Give again, unaltered, the lines of the listing below that run from the line having "Spot the blue-gray" through the line having "Spot the heron".

◆ The input ◆
_ _ _

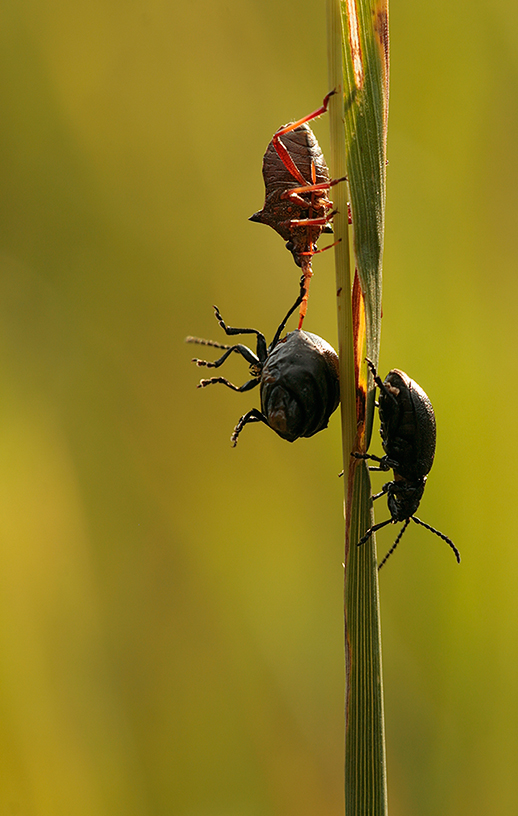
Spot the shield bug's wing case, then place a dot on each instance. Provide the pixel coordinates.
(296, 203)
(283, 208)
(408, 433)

_ _ _

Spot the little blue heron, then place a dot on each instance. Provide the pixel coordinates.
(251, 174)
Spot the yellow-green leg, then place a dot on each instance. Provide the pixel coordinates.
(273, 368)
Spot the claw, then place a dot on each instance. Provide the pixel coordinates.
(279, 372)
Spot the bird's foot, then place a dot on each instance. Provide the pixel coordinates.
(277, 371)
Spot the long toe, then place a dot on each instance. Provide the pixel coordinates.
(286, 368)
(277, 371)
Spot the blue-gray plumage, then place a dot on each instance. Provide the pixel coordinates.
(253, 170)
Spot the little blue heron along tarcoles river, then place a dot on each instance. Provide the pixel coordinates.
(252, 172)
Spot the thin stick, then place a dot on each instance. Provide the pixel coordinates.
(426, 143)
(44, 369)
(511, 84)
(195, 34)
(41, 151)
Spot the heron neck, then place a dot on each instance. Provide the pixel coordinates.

_ _ _

◆ Your solution ◆
Spot the blue-gray plumage, then place a dot on each instance. Provide the pixel coordinates.
(253, 170)
Spot the little blue heron along tarcoles river, then place a dot on each instance. Provide the pixel coordinates.
(252, 172)
Spot the thin stick, then place a dot on each instance. Provide the pixel coordinates.
(426, 143)
(44, 369)
(511, 84)
(195, 34)
(41, 151)
Spot the heron neck, then place a dot on each instance. Provide the pixel coordinates.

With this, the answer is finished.